• **Задание a**
Назовите все специальные инструменты, которые упомянуты в тексте о причине и функции идентичности.

• **Фрагмент документа**
Причина и функция идентичности

8 мая 2016  12:33 Отправить по email
Печать

Исходя из подмеченной ещё в древности прямой связи между пространством и причиной, мы можем заключить, что социальное пространство также тесно связано с социальной каузальностью. Воспринимая мир причинно, человек не только приписывал причинно-следственные связи окружающим явлениям, но и вёл себя и строил окружающий мир так, как если бы они были. Из этого следует, что при правильном использовании каузального подхода, можно получить вполне удовлетворительные ответы на множество различных вопросов. Вопрос заключается «лишь» в том, чтобы доказать, что одно событие является необходимым и достаточным условием для наступления другого события. Однако, в области социального знания выявить такую связь между двумя явлениями весьма непросто (в силу того, что сами явления представляют собой сложную комбинацию различных событий и состояний и, кроме того, подвержены влиянию случайных факторов).

Поэтому взамен каузального анализа в социальных науках подчас применяется метод каузального объяснения, которое может представлять собой свободное сочетание каузального и функционального подхода. Используя этот метод, становится осуществимым как ответить на вопрос «почему это оказалось необходимым», так и объяснить «как это оказалось возможным». Например, рассуждая в парадигме каузального объяснения о природе американской идентичности, или возьмём ýже - латиноамериканской, можно в качестве одной из причин указать на потребность западноевропейского социума XV века в пряностях или на достижение им такого научного уровня, который позволил изобрести новый тип кораблей (каравеллы) и специальные инструменты (астролябию, компас, а затем хронометр), позволяющие более уверенно ориентироваться в пространстве.

• **Задание b**
Выпишите все строки из записей ниже, в которых встречается слово «blue». Регистр букв учитывается.

• **Материалы упражнения**
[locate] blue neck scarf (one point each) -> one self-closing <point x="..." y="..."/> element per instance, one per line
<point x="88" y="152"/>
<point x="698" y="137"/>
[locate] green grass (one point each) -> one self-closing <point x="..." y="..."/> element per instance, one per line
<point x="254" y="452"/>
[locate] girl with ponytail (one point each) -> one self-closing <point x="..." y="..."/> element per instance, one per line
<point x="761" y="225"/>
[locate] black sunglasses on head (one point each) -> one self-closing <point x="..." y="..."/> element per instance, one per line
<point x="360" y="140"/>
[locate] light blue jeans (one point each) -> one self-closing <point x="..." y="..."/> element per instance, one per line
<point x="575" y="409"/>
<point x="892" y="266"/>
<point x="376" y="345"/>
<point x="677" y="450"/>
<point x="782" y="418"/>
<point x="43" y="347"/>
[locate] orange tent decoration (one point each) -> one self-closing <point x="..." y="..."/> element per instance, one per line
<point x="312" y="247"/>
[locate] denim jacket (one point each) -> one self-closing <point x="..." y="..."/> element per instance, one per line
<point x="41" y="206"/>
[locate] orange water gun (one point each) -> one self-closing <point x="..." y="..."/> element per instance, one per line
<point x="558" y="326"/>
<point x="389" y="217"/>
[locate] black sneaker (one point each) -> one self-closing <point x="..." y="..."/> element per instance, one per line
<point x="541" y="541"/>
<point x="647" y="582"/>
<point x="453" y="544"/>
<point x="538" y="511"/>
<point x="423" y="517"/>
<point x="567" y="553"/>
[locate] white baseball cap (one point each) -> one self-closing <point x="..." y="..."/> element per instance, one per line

• **Полный ответ a**
Астролябия, компас и хронометр.

• **Полный ответ b**
[locate] blue neck scarf (one point each) -> one self-closing <point x="..." y="..."/> element per instance, one per line
[locate] light blue jeans (one point each) -> one self-closing <point x="..." y="..."/> element per instance, one per line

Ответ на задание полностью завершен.